WHAT YOU SHOULD DO.
Pull out every line in the records below that contains the word "roof", and copy each one in full.

(Location identification entries)
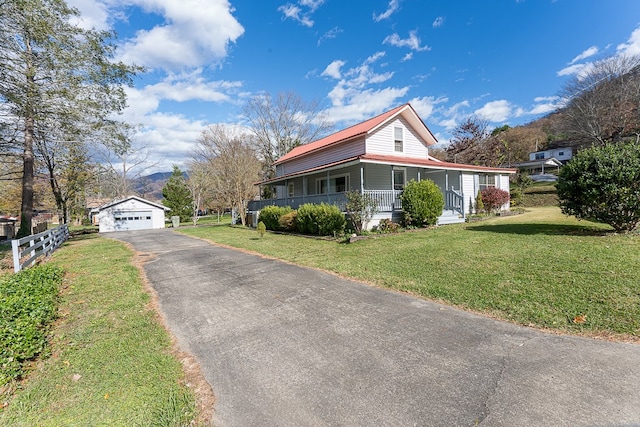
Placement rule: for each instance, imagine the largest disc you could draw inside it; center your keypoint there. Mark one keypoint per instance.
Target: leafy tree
(602, 184)
(360, 208)
(199, 184)
(465, 146)
(234, 165)
(282, 123)
(52, 71)
(422, 203)
(177, 196)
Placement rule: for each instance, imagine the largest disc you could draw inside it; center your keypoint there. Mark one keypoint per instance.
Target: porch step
(449, 217)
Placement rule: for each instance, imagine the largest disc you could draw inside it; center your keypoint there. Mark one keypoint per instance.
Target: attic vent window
(397, 139)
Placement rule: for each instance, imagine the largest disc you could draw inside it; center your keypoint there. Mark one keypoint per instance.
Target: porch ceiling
(428, 163)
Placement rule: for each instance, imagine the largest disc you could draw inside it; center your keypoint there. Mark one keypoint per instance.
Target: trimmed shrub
(261, 229)
(493, 198)
(387, 226)
(322, 219)
(603, 184)
(288, 221)
(422, 203)
(479, 204)
(270, 215)
(28, 303)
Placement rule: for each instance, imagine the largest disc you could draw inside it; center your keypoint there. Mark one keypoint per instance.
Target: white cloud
(296, 12)
(393, 6)
(576, 69)
(495, 111)
(407, 57)
(333, 69)
(331, 34)
(426, 105)
(194, 34)
(593, 50)
(412, 42)
(632, 47)
(92, 14)
(353, 98)
(366, 104)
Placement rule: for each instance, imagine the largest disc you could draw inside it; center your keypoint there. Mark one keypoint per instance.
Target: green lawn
(539, 268)
(112, 362)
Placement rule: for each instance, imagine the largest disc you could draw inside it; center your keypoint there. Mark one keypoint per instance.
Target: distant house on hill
(377, 157)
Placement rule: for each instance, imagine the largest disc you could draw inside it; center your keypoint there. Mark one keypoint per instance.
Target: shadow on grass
(83, 236)
(541, 228)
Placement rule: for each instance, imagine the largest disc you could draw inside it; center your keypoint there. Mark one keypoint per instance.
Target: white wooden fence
(28, 249)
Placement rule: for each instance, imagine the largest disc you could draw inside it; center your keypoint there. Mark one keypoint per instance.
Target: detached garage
(132, 213)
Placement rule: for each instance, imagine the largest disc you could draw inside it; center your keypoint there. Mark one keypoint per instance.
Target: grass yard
(112, 362)
(540, 268)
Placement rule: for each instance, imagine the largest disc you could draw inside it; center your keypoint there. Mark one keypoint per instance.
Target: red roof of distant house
(345, 134)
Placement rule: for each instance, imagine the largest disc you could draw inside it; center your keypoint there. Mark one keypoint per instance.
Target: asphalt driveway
(283, 345)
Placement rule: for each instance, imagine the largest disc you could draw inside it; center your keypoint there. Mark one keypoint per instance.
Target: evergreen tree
(177, 196)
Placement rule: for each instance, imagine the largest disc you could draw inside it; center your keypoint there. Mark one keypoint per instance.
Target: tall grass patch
(540, 268)
(111, 360)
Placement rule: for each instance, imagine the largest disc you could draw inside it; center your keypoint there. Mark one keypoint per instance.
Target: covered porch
(382, 182)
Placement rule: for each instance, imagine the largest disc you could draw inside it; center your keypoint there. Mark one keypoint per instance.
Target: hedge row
(28, 305)
(322, 219)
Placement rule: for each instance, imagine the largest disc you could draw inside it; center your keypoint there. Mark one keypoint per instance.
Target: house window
(486, 181)
(337, 184)
(397, 139)
(321, 186)
(398, 179)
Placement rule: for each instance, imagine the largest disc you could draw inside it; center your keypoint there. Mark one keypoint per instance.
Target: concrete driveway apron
(283, 345)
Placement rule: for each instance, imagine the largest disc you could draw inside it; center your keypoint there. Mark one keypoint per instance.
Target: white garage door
(132, 220)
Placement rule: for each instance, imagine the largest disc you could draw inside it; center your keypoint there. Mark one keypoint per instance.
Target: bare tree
(283, 123)
(121, 161)
(199, 182)
(603, 102)
(234, 163)
(467, 139)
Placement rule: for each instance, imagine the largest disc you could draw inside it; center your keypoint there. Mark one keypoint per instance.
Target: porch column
(304, 187)
(328, 185)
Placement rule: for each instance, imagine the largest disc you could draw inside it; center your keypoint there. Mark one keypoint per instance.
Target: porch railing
(454, 201)
(388, 200)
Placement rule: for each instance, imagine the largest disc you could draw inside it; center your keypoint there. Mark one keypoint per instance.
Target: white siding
(381, 141)
(322, 157)
(377, 177)
(469, 190)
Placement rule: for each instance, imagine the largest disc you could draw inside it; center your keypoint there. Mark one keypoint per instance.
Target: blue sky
(502, 60)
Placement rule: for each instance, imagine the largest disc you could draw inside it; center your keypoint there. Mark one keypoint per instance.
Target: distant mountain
(150, 186)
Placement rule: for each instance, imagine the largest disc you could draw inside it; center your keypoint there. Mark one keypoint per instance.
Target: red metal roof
(341, 136)
(430, 162)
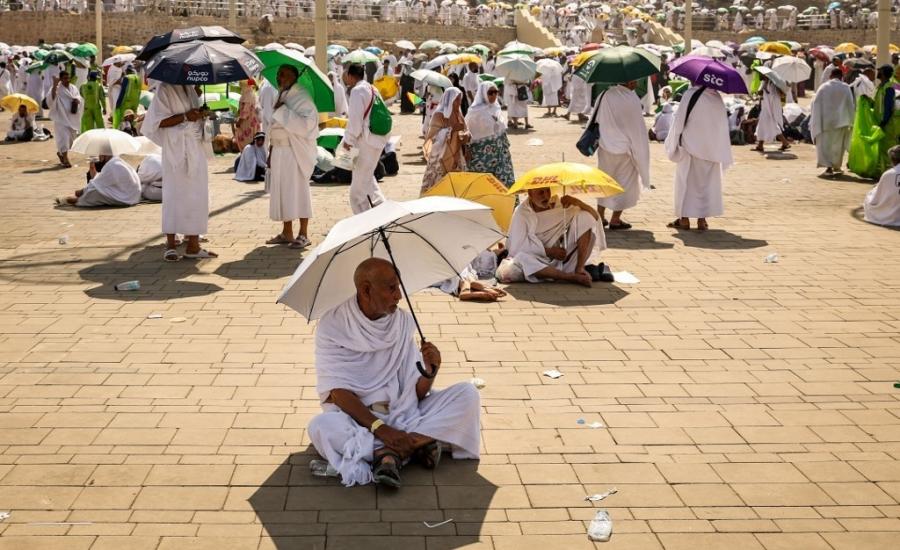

TASK RESPONSE.
Target: red roof of distant house
Target: red metal roof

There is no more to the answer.